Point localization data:
========================

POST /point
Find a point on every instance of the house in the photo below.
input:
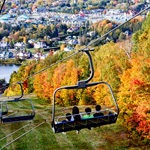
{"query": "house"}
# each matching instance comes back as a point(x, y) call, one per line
point(39, 56)
point(68, 49)
point(39, 45)
point(19, 45)
point(4, 45)
point(73, 29)
point(91, 33)
point(6, 55)
point(72, 42)
point(23, 55)
point(31, 41)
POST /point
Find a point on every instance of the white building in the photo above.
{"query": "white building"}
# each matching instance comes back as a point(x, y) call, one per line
point(20, 45)
point(39, 45)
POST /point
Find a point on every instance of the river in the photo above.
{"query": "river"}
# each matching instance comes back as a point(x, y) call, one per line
point(6, 71)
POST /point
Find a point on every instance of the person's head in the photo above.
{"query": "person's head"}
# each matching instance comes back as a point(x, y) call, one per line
point(68, 117)
point(75, 110)
point(98, 107)
point(88, 110)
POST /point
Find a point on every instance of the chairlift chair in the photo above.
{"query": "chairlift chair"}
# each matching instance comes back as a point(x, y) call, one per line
point(5, 118)
point(84, 123)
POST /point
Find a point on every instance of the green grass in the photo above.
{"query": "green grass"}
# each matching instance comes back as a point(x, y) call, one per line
point(109, 137)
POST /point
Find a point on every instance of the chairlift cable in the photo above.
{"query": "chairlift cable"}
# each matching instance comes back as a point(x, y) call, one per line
point(2, 6)
point(15, 131)
point(81, 48)
point(23, 135)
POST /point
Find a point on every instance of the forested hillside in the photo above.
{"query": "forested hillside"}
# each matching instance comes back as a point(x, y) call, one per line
point(124, 65)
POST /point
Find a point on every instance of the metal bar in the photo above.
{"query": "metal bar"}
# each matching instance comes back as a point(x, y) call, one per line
point(2, 6)
point(22, 135)
point(14, 131)
point(91, 66)
point(12, 113)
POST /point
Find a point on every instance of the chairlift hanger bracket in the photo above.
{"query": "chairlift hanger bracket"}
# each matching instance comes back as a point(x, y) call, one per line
point(62, 127)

========================

EXERCISE =>
If a line in the records above includes the string "head", copy it.

RESPONSE BELOW =>
Find a point on every instance of the person's head in the photo above.
{"query": "person's head"}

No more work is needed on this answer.